> [TASK TO CARRY OUT]:
Every line of the listing below is to be duplicated exactly, with the pictures left out.

[DATASET Boundary: Start]

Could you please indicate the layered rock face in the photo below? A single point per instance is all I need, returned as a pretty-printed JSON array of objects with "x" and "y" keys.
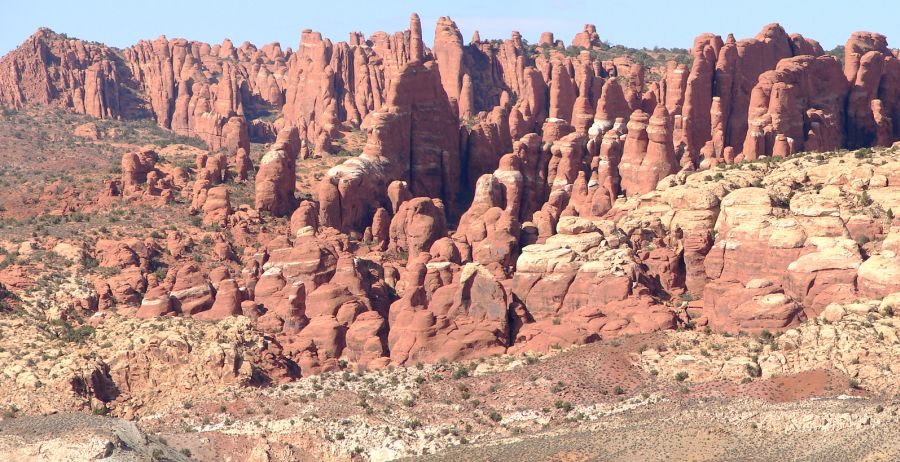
[{"x": 507, "y": 197}]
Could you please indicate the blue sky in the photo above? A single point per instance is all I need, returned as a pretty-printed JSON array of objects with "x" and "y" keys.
[{"x": 648, "y": 23}]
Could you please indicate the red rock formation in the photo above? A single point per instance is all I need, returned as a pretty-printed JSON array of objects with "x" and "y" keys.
[
  {"x": 648, "y": 155},
  {"x": 275, "y": 181},
  {"x": 801, "y": 91},
  {"x": 587, "y": 38}
]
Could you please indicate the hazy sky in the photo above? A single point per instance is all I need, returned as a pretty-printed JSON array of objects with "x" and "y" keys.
[{"x": 668, "y": 23}]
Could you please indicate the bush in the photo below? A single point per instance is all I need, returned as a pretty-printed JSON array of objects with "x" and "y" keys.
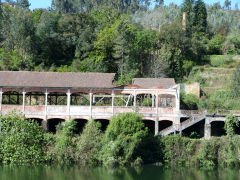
[
  {"x": 22, "y": 141},
  {"x": 231, "y": 123},
  {"x": 122, "y": 140},
  {"x": 64, "y": 149},
  {"x": 189, "y": 101},
  {"x": 90, "y": 144}
]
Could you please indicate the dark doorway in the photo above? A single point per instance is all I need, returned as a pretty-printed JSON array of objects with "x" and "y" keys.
[
  {"x": 80, "y": 125},
  {"x": 164, "y": 124},
  {"x": 217, "y": 128},
  {"x": 150, "y": 125},
  {"x": 104, "y": 123},
  {"x": 52, "y": 123}
]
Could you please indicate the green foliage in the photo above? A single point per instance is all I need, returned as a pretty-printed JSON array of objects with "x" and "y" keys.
[
  {"x": 188, "y": 101},
  {"x": 63, "y": 151},
  {"x": 122, "y": 139},
  {"x": 208, "y": 154},
  {"x": 236, "y": 82},
  {"x": 22, "y": 141},
  {"x": 89, "y": 144},
  {"x": 178, "y": 151},
  {"x": 215, "y": 44},
  {"x": 231, "y": 123}
]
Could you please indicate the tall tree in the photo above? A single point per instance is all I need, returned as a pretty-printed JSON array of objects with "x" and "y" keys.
[
  {"x": 188, "y": 9},
  {"x": 227, "y": 4},
  {"x": 23, "y": 3},
  {"x": 200, "y": 16}
]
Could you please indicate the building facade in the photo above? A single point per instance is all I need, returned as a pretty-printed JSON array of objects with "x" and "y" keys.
[{"x": 51, "y": 97}]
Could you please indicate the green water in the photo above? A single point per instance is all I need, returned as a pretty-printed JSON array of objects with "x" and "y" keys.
[{"x": 141, "y": 173}]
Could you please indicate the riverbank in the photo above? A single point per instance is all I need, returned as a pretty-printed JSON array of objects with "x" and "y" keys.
[{"x": 126, "y": 142}]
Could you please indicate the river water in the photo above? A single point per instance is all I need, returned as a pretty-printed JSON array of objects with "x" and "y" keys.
[{"x": 147, "y": 172}]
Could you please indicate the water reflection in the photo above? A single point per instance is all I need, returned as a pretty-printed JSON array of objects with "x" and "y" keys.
[{"x": 101, "y": 173}]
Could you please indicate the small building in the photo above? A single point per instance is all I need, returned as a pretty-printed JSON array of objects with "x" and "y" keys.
[{"x": 52, "y": 97}]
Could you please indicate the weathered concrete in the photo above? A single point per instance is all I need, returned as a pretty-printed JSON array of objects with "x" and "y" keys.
[
  {"x": 68, "y": 111},
  {"x": 207, "y": 128}
]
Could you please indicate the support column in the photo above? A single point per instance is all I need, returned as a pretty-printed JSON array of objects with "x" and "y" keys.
[
  {"x": 135, "y": 100},
  {"x": 24, "y": 94},
  {"x": 178, "y": 99},
  {"x": 1, "y": 101},
  {"x": 46, "y": 104},
  {"x": 68, "y": 103},
  {"x": 90, "y": 99},
  {"x": 113, "y": 102},
  {"x": 207, "y": 128},
  {"x": 44, "y": 125},
  {"x": 157, "y": 103},
  {"x": 156, "y": 127},
  {"x": 177, "y": 125},
  {"x": 152, "y": 100}
]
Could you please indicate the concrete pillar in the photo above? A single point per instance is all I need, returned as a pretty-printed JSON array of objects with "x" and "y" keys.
[
  {"x": 1, "y": 101},
  {"x": 152, "y": 100},
  {"x": 90, "y": 99},
  {"x": 44, "y": 125},
  {"x": 46, "y": 104},
  {"x": 156, "y": 127},
  {"x": 113, "y": 102},
  {"x": 135, "y": 100},
  {"x": 178, "y": 99},
  {"x": 207, "y": 128},
  {"x": 177, "y": 125},
  {"x": 68, "y": 102},
  {"x": 24, "y": 94},
  {"x": 157, "y": 103}
]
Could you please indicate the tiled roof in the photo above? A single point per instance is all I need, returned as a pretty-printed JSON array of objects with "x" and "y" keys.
[
  {"x": 56, "y": 79},
  {"x": 154, "y": 82}
]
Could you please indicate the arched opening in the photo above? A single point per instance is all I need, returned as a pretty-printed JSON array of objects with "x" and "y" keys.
[
  {"x": 35, "y": 98},
  {"x": 195, "y": 131},
  {"x": 150, "y": 125},
  {"x": 52, "y": 123},
  {"x": 102, "y": 99},
  {"x": 80, "y": 99},
  {"x": 145, "y": 100},
  {"x": 12, "y": 97},
  {"x": 164, "y": 124},
  {"x": 123, "y": 100},
  {"x": 38, "y": 121},
  {"x": 57, "y": 98},
  {"x": 80, "y": 125},
  {"x": 104, "y": 123},
  {"x": 166, "y": 101},
  {"x": 217, "y": 128}
]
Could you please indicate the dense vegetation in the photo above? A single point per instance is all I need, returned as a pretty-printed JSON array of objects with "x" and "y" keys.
[
  {"x": 127, "y": 38},
  {"x": 125, "y": 142}
]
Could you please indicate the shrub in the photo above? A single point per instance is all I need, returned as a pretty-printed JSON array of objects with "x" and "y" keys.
[
  {"x": 189, "y": 101},
  {"x": 63, "y": 151},
  {"x": 122, "y": 140},
  {"x": 22, "y": 141},
  {"x": 89, "y": 144},
  {"x": 231, "y": 123}
]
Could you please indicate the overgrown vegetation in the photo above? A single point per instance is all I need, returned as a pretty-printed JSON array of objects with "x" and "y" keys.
[
  {"x": 21, "y": 141},
  {"x": 125, "y": 142}
]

[DATASET Boundary: End]

> [EXERCISE OUTPUT]:
Could you please indicate the layered rock face in the photo below? A single point per instance is all I need, returned as a pretty-printed JSON array of objects with "x" and "y" keys.
[{"x": 507, "y": 197}]
Could you please indicate the blue sky in the photo above? A single point per instance is all I need, returned as a pretty-printed JSON array of objects with "x" and "y" keys.
[{"x": 648, "y": 23}]
Could you please indicate the red rock formation in the photo above? A single point per instance is all I need, returned as a pretty-printed JSON array of objects with "x" and "y" keys.
[
  {"x": 648, "y": 155},
  {"x": 275, "y": 181},
  {"x": 801, "y": 91},
  {"x": 587, "y": 38}
]
Could you please indicate the hazy sky in the photo above? A single point per instance is all I need, returned as a pretty-printed JSON array of objects with "x" and "y" keys.
[{"x": 668, "y": 23}]
Could you please indicate the bush in the photo below? A single point per instance is all I need, returned as a pretty-printed JSON array of objects with "x" and "y" keys.
[
  {"x": 22, "y": 141},
  {"x": 231, "y": 123},
  {"x": 122, "y": 140},
  {"x": 64, "y": 149},
  {"x": 189, "y": 101},
  {"x": 90, "y": 144}
]
Could you please indicate the dark doorway in the photo above? A single point per instance is all I need, returned as a pretty-printed JSON array of objects with "x" and "y" keys.
[
  {"x": 80, "y": 125},
  {"x": 164, "y": 124},
  {"x": 217, "y": 128},
  {"x": 150, "y": 125},
  {"x": 104, "y": 123},
  {"x": 52, "y": 123}
]
Could you please indicate the green foliage in the photo above? A single point per instance is all I need, returned as a pretty-printed JSON array of objects with "x" and "y" keys.
[
  {"x": 188, "y": 101},
  {"x": 63, "y": 151},
  {"x": 122, "y": 139},
  {"x": 208, "y": 154},
  {"x": 236, "y": 82},
  {"x": 22, "y": 141},
  {"x": 89, "y": 144},
  {"x": 178, "y": 151},
  {"x": 215, "y": 44},
  {"x": 231, "y": 123}
]
Could you please indicate the tall tree in the photo above? A single point per instance is all I need, returned as a pretty-printed JSON array of objects with "x" and "y" keys.
[
  {"x": 188, "y": 9},
  {"x": 227, "y": 4},
  {"x": 23, "y": 3},
  {"x": 200, "y": 16}
]
Could you please indicate the building facade in the photo above? A single point per instance is all I need, returned as a pretty-printed JSON array of objects with "x" and "y" keys.
[{"x": 51, "y": 97}]
Could you please indicate the green water in the photo above? A single point per instance is all I need, returned as a pretty-printed JSON array of objects with "x" and "y" keys.
[{"x": 141, "y": 173}]
Could you please indicate the riverbank in the photo above? A single point per instance is all I need, returned as a pretty-printed JSON array of objects with "x" and "y" keys.
[{"x": 126, "y": 142}]
Could you please indicate the river water in the photo above? A single point per instance is all I need, returned as a pretty-printed JSON array of objects with "x" and "y" keys.
[{"x": 147, "y": 172}]
Could you please indicate the water reflection in the photo above? A single point per instance is all I need, returned as a pretty-printed JSON array of objects with "x" and "y" keys.
[{"x": 101, "y": 173}]
Could you please indicate the small building in the photo above? A single point per instance is all I need, returned as a pretty-printed JSON array of objects with "x" and "y" keys.
[{"x": 52, "y": 97}]
Could you please indicate the weathered concrete in the photo above? A single point per instance is all I need, returned as a pretty-printed JSON array of objects with "x" and "y" keys.
[
  {"x": 68, "y": 111},
  {"x": 207, "y": 128}
]
Could you please indicate the support column in the photo above? A single point per instance is all I need, returned as a pretty-printed JSON array of objects with "x" and "y" keys.
[
  {"x": 135, "y": 100},
  {"x": 24, "y": 94},
  {"x": 178, "y": 99},
  {"x": 1, "y": 101},
  {"x": 46, "y": 104},
  {"x": 68, "y": 103},
  {"x": 90, "y": 99},
  {"x": 113, "y": 102},
  {"x": 207, "y": 128},
  {"x": 44, "y": 125},
  {"x": 157, "y": 103},
  {"x": 156, "y": 127},
  {"x": 177, "y": 125},
  {"x": 152, "y": 100}
]
Could you please indicate the concrete pillar in the photo above? A single point per instance is all I need, returned as a pretty-printed JSON array of objects with "x" and "y" keys.
[
  {"x": 1, "y": 101},
  {"x": 152, "y": 100},
  {"x": 90, "y": 99},
  {"x": 44, "y": 125},
  {"x": 46, "y": 104},
  {"x": 156, "y": 127},
  {"x": 113, "y": 102},
  {"x": 135, "y": 100},
  {"x": 178, "y": 99},
  {"x": 207, "y": 128},
  {"x": 177, "y": 125},
  {"x": 68, "y": 102},
  {"x": 24, "y": 94},
  {"x": 157, "y": 103}
]
Could you please indicate the tiled roof in the photo above? A single point per instance is all I need, returned as a pretty-printed JSON array of objects with "x" and "y" keys.
[
  {"x": 56, "y": 79},
  {"x": 154, "y": 82}
]
Could you please indicate the arched opening in the photo above? A single point per instance is all I need, returned as a pretty-printed JSON array of objects with "x" and "y" keys.
[
  {"x": 35, "y": 98},
  {"x": 195, "y": 131},
  {"x": 150, "y": 125},
  {"x": 52, "y": 123},
  {"x": 102, "y": 99},
  {"x": 80, "y": 99},
  {"x": 145, "y": 100},
  {"x": 12, "y": 97},
  {"x": 164, "y": 124},
  {"x": 123, "y": 100},
  {"x": 38, "y": 121},
  {"x": 57, "y": 98},
  {"x": 80, "y": 125},
  {"x": 104, "y": 123},
  {"x": 166, "y": 101},
  {"x": 217, "y": 128}
]
Could you please indicate the dense vegetation in the photo above? A single point per instance is all I need, returned as a pretty-printed JSON array of objects with "x" and "y" keys.
[
  {"x": 127, "y": 38},
  {"x": 125, "y": 142}
]
Could you please indicate the shrub in the photo above? A single point per instance is all I need, returned as a pretty-printed JSON array of objects with "x" and "y" keys.
[
  {"x": 189, "y": 101},
  {"x": 63, "y": 151},
  {"x": 122, "y": 140},
  {"x": 22, "y": 141},
  {"x": 89, "y": 144},
  {"x": 231, "y": 123}
]
Could you please indicate the overgrown vegetation in the photo above? A single point per instance is all I need, returned as a pretty-printed JSON array of objects with "x" and "y" keys.
[
  {"x": 21, "y": 141},
  {"x": 125, "y": 142}
]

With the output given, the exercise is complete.